SUPPLIED PASSAGE
Uncertainty quantification in fine-tuned LLMs using LoRA ensembles
Oleksandr Balabanov, Hampus Linander
TL;DR
This work treats fine-tuning of large language models as a Bayesian update around a pre-trained prior and develops principled posterior approximations using ensembles of low-rank adapters (LoRA). By analyzing predictive entropy $H(t^*|s^*,\mathcal{D})$ and mutual information $\text{MI}(\theta,t^*|s^*,\mathcal{D})$ across LoRA ensemble members, the authors quantify epistemic versus aleatoric uncertainty and track how knowledge from the pre-trained model is retained or replaced during domain adaptation. They implement LoRA deep ensembles on Mistral-7B fine-tuned with CommonsenseQA and evaluate on CQA, MMLU STEM, and MMLU SS, showing that small ensemble sizes ($M=5$) yield nearly as good posterior quality as larger ones while reducing overfitting and enabling detection of uncertain predictions. The findings reveal distinct uncertainty dynamics across in-domain and out-of-domain data, including unexpected retention of acquired knowledge in the overfitting regime, and demonstrate a practical framework for uncertainty-aware deployment and active learning in fine-tuned LLMs.
Abstract
Fine-tuning large language models can improve task specific performance, although a general understanding of what the fine-tuned model has learned, forgotten and how to trust its predictions is still missing. We derive principled uncertainty quantification for fine-tuned LLMs with posterior approximations using computationally efficient low-rank adaptation ensembles. We analyze three common multiple-choice datasets using low-rank adaptation ensembles based on Mistral-7b, and draw quantitative and qualitative conclusions on their perceived complexity and balance between retained prior knowledge and domain specific adaptation during and after fine-tuning. We identify unexpected retention of acquired knowledge during fine-tuning in the overfitting regime.

DATA SECTION
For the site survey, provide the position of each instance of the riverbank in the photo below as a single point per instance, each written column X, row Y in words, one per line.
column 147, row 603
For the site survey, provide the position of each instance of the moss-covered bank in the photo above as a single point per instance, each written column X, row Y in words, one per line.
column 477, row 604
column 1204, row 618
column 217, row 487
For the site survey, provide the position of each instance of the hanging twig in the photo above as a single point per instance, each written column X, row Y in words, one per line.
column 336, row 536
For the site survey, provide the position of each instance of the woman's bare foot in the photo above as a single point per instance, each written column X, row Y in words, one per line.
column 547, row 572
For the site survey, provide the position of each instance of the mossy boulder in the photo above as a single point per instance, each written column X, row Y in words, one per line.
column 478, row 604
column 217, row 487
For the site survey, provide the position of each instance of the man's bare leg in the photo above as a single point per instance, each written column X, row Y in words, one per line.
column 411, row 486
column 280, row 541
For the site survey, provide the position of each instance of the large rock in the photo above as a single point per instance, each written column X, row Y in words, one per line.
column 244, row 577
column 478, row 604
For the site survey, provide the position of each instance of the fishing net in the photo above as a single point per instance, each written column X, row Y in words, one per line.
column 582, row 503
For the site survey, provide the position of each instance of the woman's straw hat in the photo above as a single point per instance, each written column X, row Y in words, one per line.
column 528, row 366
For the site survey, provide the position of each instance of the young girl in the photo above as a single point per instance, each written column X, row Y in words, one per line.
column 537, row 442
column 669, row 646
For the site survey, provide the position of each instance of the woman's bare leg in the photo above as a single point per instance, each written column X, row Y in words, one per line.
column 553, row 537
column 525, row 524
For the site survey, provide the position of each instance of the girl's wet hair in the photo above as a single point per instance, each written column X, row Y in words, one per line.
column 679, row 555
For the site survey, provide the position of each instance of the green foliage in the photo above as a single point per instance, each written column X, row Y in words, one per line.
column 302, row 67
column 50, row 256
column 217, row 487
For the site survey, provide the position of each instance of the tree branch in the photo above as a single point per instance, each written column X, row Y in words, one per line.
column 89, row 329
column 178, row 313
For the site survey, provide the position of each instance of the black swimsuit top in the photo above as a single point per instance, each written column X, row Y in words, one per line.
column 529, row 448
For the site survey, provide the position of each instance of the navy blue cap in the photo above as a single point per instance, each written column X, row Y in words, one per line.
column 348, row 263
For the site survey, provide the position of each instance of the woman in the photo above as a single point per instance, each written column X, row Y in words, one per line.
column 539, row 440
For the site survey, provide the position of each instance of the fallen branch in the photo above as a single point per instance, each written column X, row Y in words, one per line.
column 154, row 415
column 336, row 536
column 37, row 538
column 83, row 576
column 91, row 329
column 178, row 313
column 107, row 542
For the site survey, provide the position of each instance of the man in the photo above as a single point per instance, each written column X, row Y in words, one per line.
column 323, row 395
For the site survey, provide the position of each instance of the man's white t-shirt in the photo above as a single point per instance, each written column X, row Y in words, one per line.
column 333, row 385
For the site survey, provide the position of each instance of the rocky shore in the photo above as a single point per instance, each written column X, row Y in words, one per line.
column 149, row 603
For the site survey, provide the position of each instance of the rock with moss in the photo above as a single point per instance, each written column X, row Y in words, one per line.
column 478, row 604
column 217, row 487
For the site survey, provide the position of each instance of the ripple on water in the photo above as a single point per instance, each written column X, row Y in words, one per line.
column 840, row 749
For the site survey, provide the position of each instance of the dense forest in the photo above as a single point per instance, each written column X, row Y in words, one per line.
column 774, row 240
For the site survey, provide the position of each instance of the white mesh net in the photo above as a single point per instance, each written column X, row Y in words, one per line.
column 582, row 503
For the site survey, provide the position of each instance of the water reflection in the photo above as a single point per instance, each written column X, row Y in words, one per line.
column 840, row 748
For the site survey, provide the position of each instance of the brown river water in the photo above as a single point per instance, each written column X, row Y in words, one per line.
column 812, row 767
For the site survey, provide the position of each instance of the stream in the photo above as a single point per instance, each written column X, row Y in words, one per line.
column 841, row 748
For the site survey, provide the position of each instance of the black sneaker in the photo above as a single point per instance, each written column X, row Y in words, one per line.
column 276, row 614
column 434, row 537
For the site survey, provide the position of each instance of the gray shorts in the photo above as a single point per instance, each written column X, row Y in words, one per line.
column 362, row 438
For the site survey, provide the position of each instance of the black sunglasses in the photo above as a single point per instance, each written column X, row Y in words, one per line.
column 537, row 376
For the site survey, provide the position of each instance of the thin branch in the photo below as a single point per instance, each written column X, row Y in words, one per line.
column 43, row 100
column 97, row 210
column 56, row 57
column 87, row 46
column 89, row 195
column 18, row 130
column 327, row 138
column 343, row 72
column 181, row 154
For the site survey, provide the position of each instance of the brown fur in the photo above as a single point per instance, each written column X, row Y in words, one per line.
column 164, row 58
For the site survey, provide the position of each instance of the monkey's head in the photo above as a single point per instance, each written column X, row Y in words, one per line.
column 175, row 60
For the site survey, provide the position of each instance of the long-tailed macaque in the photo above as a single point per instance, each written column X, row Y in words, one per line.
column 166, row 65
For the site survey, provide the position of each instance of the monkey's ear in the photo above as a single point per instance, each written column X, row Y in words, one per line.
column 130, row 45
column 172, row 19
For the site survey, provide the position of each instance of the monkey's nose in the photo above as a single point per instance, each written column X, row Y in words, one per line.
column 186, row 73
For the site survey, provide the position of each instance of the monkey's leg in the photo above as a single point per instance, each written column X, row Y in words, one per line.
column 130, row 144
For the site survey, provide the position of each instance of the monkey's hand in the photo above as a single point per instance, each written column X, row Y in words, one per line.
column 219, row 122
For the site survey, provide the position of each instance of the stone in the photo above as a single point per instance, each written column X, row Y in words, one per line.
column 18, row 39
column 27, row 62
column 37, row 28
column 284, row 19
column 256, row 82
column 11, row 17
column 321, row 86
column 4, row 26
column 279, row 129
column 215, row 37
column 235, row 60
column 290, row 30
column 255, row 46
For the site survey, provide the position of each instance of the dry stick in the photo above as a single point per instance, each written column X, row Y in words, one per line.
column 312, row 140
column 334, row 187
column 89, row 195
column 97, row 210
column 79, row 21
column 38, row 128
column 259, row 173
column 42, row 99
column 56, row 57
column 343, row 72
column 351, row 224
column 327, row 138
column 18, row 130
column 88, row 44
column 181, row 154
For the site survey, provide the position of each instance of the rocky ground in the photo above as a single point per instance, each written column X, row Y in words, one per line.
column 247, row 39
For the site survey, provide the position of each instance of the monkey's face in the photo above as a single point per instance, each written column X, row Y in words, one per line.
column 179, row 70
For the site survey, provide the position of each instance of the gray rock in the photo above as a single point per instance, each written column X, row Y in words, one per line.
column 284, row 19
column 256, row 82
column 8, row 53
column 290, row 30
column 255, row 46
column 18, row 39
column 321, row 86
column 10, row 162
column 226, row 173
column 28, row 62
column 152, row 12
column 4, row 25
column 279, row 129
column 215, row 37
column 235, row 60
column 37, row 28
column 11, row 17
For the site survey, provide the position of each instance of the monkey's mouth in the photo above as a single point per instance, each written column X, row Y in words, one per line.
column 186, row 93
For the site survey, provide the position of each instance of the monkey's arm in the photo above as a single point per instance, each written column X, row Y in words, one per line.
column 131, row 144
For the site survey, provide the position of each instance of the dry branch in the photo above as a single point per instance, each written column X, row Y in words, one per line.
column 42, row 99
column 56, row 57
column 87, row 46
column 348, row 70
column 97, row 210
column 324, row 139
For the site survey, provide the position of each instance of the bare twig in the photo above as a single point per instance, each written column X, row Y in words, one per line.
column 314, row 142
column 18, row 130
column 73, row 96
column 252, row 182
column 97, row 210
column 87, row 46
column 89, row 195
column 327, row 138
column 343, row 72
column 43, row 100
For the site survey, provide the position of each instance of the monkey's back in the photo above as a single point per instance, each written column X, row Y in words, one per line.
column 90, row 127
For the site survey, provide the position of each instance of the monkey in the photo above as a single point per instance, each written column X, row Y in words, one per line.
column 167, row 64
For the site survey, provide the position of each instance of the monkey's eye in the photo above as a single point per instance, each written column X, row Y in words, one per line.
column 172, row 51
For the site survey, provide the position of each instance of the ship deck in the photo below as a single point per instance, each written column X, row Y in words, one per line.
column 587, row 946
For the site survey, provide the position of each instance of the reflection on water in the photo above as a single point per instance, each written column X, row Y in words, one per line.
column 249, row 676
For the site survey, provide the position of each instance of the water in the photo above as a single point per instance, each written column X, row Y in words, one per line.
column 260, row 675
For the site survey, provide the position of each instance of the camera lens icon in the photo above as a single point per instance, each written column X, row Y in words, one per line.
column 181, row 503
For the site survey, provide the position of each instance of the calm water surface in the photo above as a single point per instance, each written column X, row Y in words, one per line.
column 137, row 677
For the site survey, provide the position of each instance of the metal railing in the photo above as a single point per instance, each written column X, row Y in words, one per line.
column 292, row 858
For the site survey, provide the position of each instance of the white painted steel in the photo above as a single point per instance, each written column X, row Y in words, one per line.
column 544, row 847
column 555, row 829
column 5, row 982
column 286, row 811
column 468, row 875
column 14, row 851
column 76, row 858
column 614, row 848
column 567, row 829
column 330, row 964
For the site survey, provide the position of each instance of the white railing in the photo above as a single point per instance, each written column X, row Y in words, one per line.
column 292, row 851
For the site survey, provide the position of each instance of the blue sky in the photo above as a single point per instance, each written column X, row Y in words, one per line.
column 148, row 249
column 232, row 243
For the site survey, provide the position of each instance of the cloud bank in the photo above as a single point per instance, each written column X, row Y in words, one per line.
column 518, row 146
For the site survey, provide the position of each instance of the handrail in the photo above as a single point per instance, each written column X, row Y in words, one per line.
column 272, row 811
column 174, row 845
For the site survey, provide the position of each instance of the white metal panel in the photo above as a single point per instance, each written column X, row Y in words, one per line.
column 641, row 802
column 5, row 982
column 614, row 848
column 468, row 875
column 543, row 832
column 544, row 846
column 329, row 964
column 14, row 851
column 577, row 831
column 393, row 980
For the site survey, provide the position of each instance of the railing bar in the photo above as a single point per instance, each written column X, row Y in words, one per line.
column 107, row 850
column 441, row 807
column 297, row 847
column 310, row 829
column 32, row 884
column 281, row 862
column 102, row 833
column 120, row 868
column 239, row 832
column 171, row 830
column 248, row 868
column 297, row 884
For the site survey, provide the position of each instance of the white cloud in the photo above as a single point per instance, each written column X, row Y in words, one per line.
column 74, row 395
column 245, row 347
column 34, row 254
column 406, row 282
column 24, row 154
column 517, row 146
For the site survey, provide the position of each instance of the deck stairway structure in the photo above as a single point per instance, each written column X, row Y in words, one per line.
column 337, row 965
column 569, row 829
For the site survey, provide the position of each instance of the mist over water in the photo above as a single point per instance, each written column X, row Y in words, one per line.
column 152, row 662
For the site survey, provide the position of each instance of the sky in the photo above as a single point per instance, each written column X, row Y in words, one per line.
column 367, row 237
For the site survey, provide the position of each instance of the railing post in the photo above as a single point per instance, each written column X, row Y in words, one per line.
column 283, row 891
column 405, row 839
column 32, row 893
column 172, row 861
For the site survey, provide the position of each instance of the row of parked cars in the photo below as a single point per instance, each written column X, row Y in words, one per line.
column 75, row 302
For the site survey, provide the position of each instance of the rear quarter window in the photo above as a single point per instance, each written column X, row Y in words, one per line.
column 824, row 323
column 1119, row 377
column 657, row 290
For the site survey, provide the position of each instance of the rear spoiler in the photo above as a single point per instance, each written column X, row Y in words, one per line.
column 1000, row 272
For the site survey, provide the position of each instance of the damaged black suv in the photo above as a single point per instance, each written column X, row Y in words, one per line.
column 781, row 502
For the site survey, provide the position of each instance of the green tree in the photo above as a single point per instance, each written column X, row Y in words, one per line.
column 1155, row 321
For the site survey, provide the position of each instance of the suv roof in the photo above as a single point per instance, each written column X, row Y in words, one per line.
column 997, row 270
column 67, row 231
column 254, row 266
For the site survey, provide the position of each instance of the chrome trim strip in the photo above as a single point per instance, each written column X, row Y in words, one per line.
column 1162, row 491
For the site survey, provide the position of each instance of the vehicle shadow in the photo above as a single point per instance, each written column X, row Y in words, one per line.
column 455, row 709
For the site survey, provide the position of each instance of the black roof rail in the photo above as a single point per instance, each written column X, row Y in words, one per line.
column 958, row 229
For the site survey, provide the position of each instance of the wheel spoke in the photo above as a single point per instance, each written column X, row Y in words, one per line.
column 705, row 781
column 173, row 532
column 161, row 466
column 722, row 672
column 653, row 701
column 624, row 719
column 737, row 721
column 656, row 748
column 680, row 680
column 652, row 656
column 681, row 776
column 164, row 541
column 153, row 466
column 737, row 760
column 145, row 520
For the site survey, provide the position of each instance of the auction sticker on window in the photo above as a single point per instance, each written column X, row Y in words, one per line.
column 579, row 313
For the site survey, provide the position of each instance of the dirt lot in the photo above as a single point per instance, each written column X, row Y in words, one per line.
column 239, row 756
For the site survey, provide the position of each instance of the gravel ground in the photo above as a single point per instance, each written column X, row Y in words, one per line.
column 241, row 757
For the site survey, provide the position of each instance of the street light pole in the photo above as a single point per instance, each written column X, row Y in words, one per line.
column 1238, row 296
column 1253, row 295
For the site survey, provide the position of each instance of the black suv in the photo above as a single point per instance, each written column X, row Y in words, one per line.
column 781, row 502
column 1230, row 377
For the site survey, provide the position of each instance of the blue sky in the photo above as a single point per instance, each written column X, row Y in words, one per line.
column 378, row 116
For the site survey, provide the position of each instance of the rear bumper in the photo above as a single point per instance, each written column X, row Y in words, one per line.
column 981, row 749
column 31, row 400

WHAT IS EXPECTED
In the passage on LoRA ensembles, what ensemble size is reported to give posterior quality nearly as good as larger ensembles?

TASK OUTPUT
An ensemble size of M=5.